Task set.
**A.** According to the passage on optimism, who is the study's leading author?
**B.** Copy part of the passage on optimism, starting at the words "In short, Dr." and stopping after the words "major health conditions.".
**C.** Carry on the passage on optimism from the point where it stops.

(Passage provided begins)

Eric Lee, the study’s leading author, states “Our new findings suggest that we should make efforts to boost optimism, which has been shown to be associated with healthier behaviors and healthier ways of coping with life challenges.”

In short, Dr. Lee suggests that if you’re not a naturally positive person, it’s beneficial to become one. On the topic of “optimism conversion,” the study is clear: it is possible to be more positive!

“A common (illustration of) optimism versus pessimism is a glass with water at the halfway point, where the optimist is said to see the glass as half full and the pessimist sees the glass as half empty.” ~ Wikipedia

Not only is it possible to be more positive, the benefits of a more optimistic outlook extend far beyond side-stepping major health conditions.

A positive mindset proves in multiple studies to:

– maintain a healthy weight

– lower inflammation levels

– increase antioxidants

– strengthen the immune system

– clearer thinking and less “brain fog”

(Passage provided ends)
(Entries provided begins)

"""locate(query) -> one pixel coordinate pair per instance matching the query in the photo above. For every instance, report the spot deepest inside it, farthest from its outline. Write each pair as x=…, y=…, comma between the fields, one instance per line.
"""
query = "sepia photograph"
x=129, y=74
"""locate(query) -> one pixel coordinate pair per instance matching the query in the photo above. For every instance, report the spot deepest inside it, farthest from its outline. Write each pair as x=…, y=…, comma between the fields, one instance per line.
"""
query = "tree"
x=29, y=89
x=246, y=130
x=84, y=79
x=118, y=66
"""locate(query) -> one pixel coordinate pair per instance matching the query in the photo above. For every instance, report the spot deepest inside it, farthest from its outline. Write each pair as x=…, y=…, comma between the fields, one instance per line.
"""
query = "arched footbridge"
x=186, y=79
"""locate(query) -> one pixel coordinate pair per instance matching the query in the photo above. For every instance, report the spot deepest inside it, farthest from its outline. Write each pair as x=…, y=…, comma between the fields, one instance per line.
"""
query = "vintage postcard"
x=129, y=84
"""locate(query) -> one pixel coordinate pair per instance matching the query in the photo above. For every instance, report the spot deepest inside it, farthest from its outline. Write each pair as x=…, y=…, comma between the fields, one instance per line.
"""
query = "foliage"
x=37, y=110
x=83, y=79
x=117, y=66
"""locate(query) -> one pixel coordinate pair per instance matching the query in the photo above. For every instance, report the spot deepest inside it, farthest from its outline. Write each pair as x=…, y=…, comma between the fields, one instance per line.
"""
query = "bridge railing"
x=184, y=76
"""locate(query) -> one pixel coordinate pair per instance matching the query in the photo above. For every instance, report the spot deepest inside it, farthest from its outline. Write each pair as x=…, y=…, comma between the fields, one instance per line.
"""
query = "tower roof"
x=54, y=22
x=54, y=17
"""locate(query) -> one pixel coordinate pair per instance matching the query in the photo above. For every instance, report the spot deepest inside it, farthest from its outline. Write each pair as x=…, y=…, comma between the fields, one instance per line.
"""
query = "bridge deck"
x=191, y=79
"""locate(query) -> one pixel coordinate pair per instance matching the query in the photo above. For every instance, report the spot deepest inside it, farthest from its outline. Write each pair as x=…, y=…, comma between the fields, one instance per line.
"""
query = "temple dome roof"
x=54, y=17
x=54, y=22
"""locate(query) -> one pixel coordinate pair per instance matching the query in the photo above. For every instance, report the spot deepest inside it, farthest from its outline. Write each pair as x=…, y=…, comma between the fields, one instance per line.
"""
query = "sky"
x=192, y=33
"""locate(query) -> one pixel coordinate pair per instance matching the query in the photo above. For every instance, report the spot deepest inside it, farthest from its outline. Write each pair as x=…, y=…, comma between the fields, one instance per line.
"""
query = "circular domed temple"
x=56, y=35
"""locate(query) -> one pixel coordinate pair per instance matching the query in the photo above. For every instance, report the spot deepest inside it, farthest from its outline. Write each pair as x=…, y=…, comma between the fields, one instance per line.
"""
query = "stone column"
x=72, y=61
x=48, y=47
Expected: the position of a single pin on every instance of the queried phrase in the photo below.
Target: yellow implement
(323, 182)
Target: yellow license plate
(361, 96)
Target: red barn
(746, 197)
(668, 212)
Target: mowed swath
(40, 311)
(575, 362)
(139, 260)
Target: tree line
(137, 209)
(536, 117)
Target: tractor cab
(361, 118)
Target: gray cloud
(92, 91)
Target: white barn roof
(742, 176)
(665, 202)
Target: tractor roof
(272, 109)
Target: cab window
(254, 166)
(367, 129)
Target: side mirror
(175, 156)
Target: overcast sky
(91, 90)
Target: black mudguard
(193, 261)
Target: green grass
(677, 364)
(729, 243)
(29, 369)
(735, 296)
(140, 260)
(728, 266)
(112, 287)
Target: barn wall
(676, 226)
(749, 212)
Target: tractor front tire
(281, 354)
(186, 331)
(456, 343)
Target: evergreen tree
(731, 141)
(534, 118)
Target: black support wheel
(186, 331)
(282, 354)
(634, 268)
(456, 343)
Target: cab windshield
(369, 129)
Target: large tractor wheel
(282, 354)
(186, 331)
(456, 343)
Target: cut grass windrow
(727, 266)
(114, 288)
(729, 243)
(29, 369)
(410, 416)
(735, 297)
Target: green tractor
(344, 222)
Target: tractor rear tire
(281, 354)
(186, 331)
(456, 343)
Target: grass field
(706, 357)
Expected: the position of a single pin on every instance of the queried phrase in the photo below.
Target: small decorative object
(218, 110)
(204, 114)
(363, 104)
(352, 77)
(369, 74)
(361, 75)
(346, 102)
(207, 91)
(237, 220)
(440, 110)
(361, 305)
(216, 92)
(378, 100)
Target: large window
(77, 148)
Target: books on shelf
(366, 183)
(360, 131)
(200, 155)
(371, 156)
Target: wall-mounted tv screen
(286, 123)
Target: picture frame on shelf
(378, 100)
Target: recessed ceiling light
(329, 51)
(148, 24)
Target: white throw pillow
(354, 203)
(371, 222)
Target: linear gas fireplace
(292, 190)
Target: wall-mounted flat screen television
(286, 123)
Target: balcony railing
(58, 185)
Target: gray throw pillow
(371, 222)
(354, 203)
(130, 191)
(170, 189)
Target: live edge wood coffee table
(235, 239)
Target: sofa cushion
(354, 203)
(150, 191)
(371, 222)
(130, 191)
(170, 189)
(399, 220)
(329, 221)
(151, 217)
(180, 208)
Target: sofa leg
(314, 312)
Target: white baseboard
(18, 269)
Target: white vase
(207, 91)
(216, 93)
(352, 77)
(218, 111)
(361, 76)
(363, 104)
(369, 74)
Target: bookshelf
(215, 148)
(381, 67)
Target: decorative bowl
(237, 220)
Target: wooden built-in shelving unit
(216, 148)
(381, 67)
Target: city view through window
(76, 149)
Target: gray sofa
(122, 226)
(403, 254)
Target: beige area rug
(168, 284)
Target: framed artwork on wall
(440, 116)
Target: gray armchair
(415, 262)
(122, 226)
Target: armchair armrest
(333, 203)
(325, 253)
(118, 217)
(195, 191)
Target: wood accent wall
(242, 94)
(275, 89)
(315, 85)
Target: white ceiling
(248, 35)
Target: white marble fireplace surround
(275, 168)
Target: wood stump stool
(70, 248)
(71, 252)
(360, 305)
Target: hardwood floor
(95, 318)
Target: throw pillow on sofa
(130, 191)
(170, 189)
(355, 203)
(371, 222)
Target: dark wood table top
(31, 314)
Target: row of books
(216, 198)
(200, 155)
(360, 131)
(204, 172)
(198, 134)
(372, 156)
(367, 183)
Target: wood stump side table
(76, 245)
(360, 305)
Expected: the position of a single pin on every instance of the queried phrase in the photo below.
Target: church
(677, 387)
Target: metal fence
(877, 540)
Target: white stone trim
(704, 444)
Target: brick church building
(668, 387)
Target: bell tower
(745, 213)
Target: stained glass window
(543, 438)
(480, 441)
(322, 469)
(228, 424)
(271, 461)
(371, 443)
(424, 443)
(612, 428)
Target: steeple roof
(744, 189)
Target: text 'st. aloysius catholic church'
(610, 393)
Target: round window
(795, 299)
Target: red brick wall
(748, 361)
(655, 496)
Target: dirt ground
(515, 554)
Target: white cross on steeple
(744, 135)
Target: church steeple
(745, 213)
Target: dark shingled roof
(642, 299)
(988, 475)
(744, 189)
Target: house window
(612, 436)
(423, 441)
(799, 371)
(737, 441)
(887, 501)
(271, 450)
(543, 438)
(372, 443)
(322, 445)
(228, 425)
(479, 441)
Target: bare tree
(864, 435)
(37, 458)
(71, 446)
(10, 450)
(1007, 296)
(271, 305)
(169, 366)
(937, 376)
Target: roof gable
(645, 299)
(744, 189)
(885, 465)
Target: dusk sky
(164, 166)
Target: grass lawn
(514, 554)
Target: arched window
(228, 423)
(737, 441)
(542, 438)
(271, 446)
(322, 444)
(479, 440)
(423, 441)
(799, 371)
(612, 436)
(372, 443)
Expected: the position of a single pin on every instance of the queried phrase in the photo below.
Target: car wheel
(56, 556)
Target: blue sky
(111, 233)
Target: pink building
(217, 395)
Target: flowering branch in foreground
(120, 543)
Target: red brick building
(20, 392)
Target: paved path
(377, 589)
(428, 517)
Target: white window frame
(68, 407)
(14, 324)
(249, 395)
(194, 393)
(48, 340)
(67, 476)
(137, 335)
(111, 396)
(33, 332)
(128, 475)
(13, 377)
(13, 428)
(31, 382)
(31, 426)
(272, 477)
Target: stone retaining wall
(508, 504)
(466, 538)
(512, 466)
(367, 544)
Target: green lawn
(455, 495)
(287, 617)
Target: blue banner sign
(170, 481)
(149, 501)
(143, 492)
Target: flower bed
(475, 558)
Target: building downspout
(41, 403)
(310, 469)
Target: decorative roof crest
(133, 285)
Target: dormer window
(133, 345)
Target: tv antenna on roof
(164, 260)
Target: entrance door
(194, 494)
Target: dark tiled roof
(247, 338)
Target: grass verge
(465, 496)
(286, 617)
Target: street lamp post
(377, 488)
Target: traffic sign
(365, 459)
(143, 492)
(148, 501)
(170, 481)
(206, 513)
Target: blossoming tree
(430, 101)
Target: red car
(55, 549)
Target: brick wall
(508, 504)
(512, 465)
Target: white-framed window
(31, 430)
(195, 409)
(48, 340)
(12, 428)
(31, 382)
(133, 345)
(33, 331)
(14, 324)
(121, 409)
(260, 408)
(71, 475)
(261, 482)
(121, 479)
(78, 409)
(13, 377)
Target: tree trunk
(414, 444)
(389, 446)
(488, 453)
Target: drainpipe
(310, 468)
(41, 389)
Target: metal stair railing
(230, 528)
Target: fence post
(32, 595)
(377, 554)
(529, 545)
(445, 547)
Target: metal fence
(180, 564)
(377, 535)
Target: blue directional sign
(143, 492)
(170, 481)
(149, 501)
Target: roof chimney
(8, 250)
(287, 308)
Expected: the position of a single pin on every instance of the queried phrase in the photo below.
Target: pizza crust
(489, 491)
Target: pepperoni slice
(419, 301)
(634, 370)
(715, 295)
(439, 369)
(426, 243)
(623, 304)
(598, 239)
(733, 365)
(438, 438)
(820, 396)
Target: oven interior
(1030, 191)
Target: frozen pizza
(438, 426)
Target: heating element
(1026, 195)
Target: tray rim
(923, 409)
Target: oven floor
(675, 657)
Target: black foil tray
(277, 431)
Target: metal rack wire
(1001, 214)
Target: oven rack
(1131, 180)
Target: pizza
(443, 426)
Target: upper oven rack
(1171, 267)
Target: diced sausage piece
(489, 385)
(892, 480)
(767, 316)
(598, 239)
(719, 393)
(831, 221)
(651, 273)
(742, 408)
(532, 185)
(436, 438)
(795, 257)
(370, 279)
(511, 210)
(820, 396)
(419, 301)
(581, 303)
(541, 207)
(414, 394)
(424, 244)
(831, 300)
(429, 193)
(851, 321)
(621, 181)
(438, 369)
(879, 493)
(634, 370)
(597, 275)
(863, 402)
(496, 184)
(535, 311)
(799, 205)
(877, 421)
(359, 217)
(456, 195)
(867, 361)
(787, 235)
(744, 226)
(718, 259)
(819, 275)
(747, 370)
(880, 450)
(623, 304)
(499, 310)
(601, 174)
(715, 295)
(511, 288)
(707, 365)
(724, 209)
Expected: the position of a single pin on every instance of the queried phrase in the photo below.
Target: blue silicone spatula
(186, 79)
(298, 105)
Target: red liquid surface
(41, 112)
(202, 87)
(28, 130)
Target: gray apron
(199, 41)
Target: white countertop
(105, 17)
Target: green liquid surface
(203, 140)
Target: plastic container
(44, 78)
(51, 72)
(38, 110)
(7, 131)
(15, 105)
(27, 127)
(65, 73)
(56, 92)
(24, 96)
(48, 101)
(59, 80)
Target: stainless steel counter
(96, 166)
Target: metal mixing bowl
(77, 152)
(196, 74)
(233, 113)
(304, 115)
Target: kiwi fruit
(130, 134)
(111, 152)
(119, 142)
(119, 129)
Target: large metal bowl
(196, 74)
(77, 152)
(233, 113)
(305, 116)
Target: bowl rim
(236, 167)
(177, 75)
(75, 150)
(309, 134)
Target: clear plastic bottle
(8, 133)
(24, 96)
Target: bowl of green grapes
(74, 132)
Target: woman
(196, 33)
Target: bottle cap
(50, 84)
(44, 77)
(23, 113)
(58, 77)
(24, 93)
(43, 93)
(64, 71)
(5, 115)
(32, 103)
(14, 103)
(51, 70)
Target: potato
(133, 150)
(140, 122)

(Entries provided ends)

Responses to the exercise.
**A.** Eric Lee

**B.**
In short, Dr. Lee suggests that if you’re not a naturally positive person, it’s beneficial to become one. On the topic of “optimism conversion,” the study is clear: it is possible to be more positive!

“A common (illustration of) optimism versus pessimism is a glass with water at the halfway point, where the optimist is said to see the glass as half full and the pessimist sees the glass as half empty.” ~ Wikipedia

Not only is it possible to be more positive, the benefits of a more optimistic outlook extend far beyond side-stepping major health conditions.

**C.**
– healthier autonomic (involuntary) functions

Final Thoughts on Optimism

Though positive outlets are not in the study. But there are multiple ways to build a more optimistic mindset. To date, here are the best ways to do just that!

– Cultivate emotional intelligence: “the capacity to be aware of, control, and express one’s emotions…”

– Practice mindfulness: “the quality or state of being conscious or aware of the present moment.”

– Practice gratitude: “the quality of being thankful; readiness to show appreciate for and return kindness.”

– Recite positive affirmations: “(self-directed) emotional support or encouragement,” e.g. “I am in control of my own health.”